Häufig sind beim gemeinschaftlichen Testament (und beim Erbvertrag) Situationen, in denen sich das Verhältnis zu den Schlusserben verschlechtert (oder verbessert), sodass die Eltern das gemeinschaftliche Testament ändern, weil etwa ein Kind enterbt werden soll oder aber ein Kind begünstigt werden soll, weil es Hilfeleistungen erbringt, z. B. Pflege. Sind beide Eheleute geschäftsfähig (testierfähig), wird der Berater etwa zur Beseitigung der gegenseitigen Erbeinsetzung und zur unmittelbaren Einsetzung der anderen Abkömmlinge zu Schlusserben raten, um so die erstrebte Wirkung – den Pflichtteilsanspruch des betreffenden Kindes nach dem Tode des Längstlebenden (wegen der fehlenden Kumulierung der Vermögenswerte beider Eheleute durch den ersten Erbfall) gering zu halten. In jedem Fall geht der Wunsch dahin, das in Ungnade gefallene Kind zu enterben oder ein anderes Kind besonders zu begünstigen. Durch den Widerruf des gemeinschaftlichen Testaments würden alle korrespektiven Erklärungen der beiden Erblasser unwirksam werden (§ 2270 Abs. 1 BGB). Die damit (meist) eintretende gesetzliche Erbfolge könnte durch erneute letztwillige Verfügung beseitigt werden. Ist aber ein Ehepartner (Widerrufsgegner) testierunfähig und damit an der Enterbung des ungeliebten Kindes gehindert, würde die gesetzliche Erbfolge eintreten.

Schreibaufgabe: Schreiben Sie den Text über das Ändern eines gemeinschaftlichen Testaments weiter, beginnend nach seinem letzten Satz.

Datenauszug:
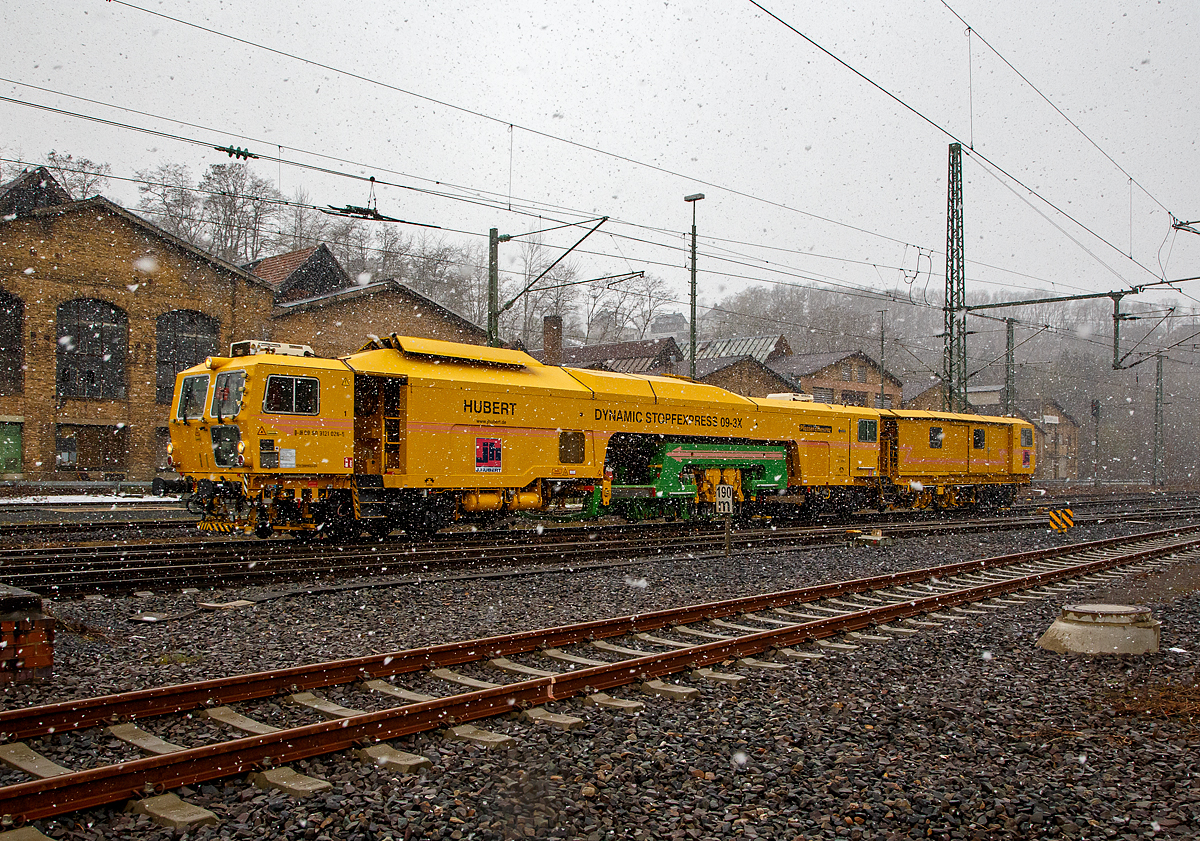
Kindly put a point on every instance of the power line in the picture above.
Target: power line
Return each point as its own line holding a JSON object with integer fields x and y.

Ergebnis:
aa) Folgen des Widerrufs

Je nach (den jeweiligen) Vermögensverhältnissen der Eheleute könnte durch den Widerruf der wirtschaftliche Anteil des "enterbten Kindes" am Nachlass (im Ergebnis) sogar noch anwachsen.[30] Diese Folgen können auch durch einen sogen. Abänderungsvorbehalt, das heißt, die dem Überlebenden eingeräumte Befugnis, abweichende Verfügungen vorzunehmen,[31] nicht immer vermieden werden, da der Abänderungsvorbehalt nur dann ausgeübt werden kann, wenn der Längstlebende bei Eintritt des Todes des Ehepartners auch geschäftsfähig ist. Das gewünschte Ergebnis, nämlich die Befugnis des geschäftsfähigen Ehepartners, die Verfügung des geschäftsunfähigen Ehepartners nicht nur zu beseitigen (mit der Folge der unerwünschten gesetzlichen Erbfolge), sondern durch eine andere Verfügung zu ersetzen, scheitert jedoch an § 2065 Abs. 2 BGB.

Möglich ist jedoch die Einräumung eines sogenannten "Universalvermächtnisses",[32] bei dem die Eheleute sich gegenseitig oder Dritten weitreichende Bestimmungsmöglichkeiten für die Vermögensnachfolge einräumen können.[33] Im Unterschied zu dem Verbot des Drittbestimmungsrechts nach § 2065 Abs. 2 BGB bei der Erbeinsetzung kann der Erblasser die Bestimmung des Vermächtnisgegenstands und die Person des Bedachten aus einem bestimmbaren Personenkreis einem Dritten überlassen. Damit ist etwa ein "Supervermächtnis"[34] in der Weise zulässig, dass die Eheleute bestimmen: "Jeder von uns ordnet ein mit seinem Tod anfallendes Geldvermächtnis in der Weise an, dass der Überlebende Ehepartner oder der genannte Testamentsvollstrecker die Auswahl des Vermächtnisnehmers aus unseren Abkömmlingen und der Höhe des Geldbetrags, sowie seine Fälligkeit bestimmen kann."

[30] Dies wäre etwa der Fall, wenn der geschäftsfähige Ehepartner vor dem dementen Ehepartner versterben würde und zum Zeitpunkt des zweiten Erbfalls noch nicht verjährte Pflichtteilsansprüche bestehen würden.
[31] Dazu etwa FA-Komm-ErbR/Zimmer (2. Aufl. 2008), § 2278 BGB Rn 7.
[32] Vgl. etwa dazu Nieder, Testamentsgestaltung (2. Aufl. 2000); Rn 292 ff; AnwK-BGB/Mayer (2. Aufl. 2007), § 2151 Rn 22 ff, dort auch zu den Nachteilen derartiger Gestaltungen.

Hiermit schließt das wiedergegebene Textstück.